Written instruction 1:
Write out the Science is Vital submission word for word from "2. The Science" to "policy-makers and parliamentarians.", inclusive.
Written instruction 2:
List each committee named in the Science is Vital submission, using the submission's own wording for each.

Text extract:
Spending Review 2010 - HC 618Written evidence submitted by Science is Vital Campaign (SR 27)

Attached please find a memorandum from the Science is Vital Campaign, which is our response to the call by the Science and Technology Committee for evidence of the impact on the science and research budget allocations for 2011–12 to 2014–15.

This submission is made in a personal capacity by the members of the Executive Committee of the Science is Vital Campaign and does not represent the views of their employing organisations.

Summary

1. Science is Vital has sought to encourage ordinary scientists, at all stages of their careers, to respond to the Select Committee’s enquiry on the impacts of the CSR on science spending. Several instances of direct negative effects of the “freeze” on recurrent spending and cuts to the capital budgets are reported below. Crucially, however, it is too early for the full impact of the CSR to be known in proper detail and we believe this evidence gathering exercise should be repeated by the Science and Technology Committee in 12–18 months time.

Background

2. The Science is Vital campaign is a grass-roots organisation of scientists and supporters of science that was launched in September 2010 to counter the threat of deep cuts in Government’s science spending. Science is Vital has now formally constituted itself in order to continue to stimulate scientific interest in the political process and provide an effective conduit of the views of working scientists to policy-makers and parliamentarians.

Given material:
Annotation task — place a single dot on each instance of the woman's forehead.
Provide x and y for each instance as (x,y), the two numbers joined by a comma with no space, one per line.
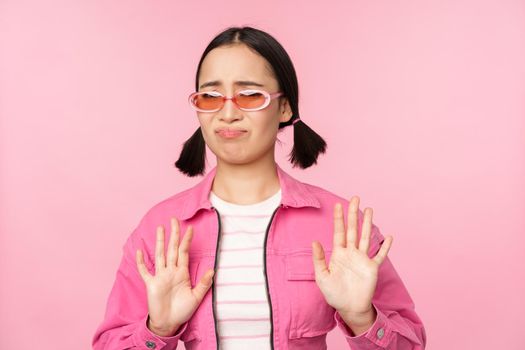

Correct response 1:
2. The Science is Vital campaign is a grass-roots organisation of scientists and supporters of science that was launched in September 2010 to counter the threat of deep cuts in Government’s science spending. Science is Vital has now formally constituted itself in order to continue to stimulate scientific interest in the political process and provide an effective conduit of the views of working scientists to policy-makers and parliamentarians.

Correct response 2:
- Science and Technology Committee
- Executive Committee of the Science is Vital Campaign
- Select Committee